● Work instructions:
What is needed here is an exact copy of every entry.

..........

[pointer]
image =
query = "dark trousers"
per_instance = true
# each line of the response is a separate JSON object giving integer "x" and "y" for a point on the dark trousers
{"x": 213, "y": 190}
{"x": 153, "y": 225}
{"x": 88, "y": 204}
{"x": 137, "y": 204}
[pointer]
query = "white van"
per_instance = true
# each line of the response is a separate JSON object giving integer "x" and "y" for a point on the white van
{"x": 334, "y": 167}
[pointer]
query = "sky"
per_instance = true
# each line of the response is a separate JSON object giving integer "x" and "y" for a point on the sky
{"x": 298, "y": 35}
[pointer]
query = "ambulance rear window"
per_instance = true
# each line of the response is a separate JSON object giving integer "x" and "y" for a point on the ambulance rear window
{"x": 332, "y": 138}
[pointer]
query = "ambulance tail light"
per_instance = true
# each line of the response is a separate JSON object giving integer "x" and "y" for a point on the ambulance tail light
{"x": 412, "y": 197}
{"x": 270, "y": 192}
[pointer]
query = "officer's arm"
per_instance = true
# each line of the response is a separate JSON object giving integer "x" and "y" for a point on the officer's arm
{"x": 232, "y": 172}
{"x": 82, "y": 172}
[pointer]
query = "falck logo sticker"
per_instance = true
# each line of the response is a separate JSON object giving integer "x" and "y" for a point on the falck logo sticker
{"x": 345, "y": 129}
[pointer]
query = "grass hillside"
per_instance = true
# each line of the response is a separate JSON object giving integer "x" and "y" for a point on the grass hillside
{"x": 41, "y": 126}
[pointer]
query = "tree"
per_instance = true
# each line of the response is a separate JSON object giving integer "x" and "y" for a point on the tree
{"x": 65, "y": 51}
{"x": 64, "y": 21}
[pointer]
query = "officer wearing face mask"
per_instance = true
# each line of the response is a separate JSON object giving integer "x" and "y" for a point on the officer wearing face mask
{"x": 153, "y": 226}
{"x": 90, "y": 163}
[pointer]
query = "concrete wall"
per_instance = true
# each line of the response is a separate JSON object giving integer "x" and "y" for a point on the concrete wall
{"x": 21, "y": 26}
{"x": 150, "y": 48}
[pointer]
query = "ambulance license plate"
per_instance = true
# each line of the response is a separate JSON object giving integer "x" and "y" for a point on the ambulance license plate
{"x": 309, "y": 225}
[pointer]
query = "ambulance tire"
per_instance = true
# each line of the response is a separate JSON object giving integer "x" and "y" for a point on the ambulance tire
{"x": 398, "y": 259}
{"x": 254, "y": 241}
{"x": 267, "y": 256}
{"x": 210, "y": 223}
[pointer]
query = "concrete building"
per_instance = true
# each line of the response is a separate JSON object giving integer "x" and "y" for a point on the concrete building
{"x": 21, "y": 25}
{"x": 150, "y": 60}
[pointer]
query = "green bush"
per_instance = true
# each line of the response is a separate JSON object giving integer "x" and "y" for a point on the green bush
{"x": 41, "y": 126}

..........

● Solution for this task:
[pointer]
image =
query = "dark trousers"
per_instance = true
# each line of the response is a separate JSON object giving integer "x" and "y" for a point on the dark trousers
{"x": 213, "y": 190}
{"x": 153, "y": 225}
{"x": 88, "y": 204}
{"x": 137, "y": 204}
[pointer]
query = "white van"
per_instance = true
# each line of the response is a separate JSON object giving integer "x" and "y" for a point on the white van
{"x": 334, "y": 167}
[pointer]
query = "sky"
per_instance = true
# each line of the response is a separate JSON object giving integer "x" and "y" for a point on the sky
{"x": 298, "y": 35}
[pointer]
query = "ambulance rear window"
per_instance = true
# each line of the response is a separate JSON object giving integer "x" and "y" for a point on the ambulance rear window
{"x": 332, "y": 138}
[pointer]
query = "ambulance tail light"
per_instance = true
# each line of the response is a separate JSON object giving integer "x" and "y" for a point on the ambulance tail light
{"x": 412, "y": 197}
{"x": 270, "y": 192}
[pointer]
query = "officer's arm"
per_instance = true
# each line of the response is a separate JSON object giving integer "x" and "y" for a point on the officer's arm
{"x": 232, "y": 172}
{"x": 82, "y": 172}
[pointer]
query = "falck logo sticker"
per_instance = true
# each line of the response is a separate JSON object giving integer "x" and "y" for a point on the falck logo sticker
{"x": 345, "y": 129}
[pointer]
query = "grass hillside"
per_instance = true
# each line of the response is a separate JSON object giving integer "x" and "y" for a point on the grass hillside
{"x": 41, "y": 126}
[pointer]
query = "tree"
per_instance = true
# each line of the response is a separate JSON object giving integer "x" and "y" for a point on the tree
{"x": 65, "y": 51}
{"x": 64, "y": 21}
[pointer]
query = "officer wearing face mask"
per_instance = true
# each line of the response is a separate JSON object giving integer "x" and "y" for a point on the officer wearing face mask
{"x": 153, "y": 226}
{"x": 90, "y": 163}
[pointer]
query = "concrete wall"
per_instance = true
# each line of the response is a separate JSON object giving integer "x" and "y" for a point on the concrete wall
{"x": 21, "y": 26}
{"x": 150, "y": 48}
[pointer]
query = "ambulance license plate"
per_instance = true
# each line of the response is a separate JSON object giving integer "x" and "y" for a point on the ambulance license plate
{"x": 309, "y": 225}
[pointer]
query = "ambulance tire"
per_instance = true
# each line of the response is a separate JSON object giving integer "x" and "y" for a point on the ambulance tire
{"x": 398, "y": 259}
{"x": 254, "y": 241}
{"x": 267, "y": 256}
{"x": 210, "y": 223}
[pointer]
query = "concrete building"
per_instance = true
# each line of the response is a separate JSON object giving integer "x" and "y" for a point on the concrete building
{"x": 21, "y": 25}
{"x": 150, "y": 60}
[pointer]
query = "green bush"
per_instance = true
# each line of the response is a separate JSON object giving integer "x" and "y" for a point on the green bush
{"x": 41, "y": 126}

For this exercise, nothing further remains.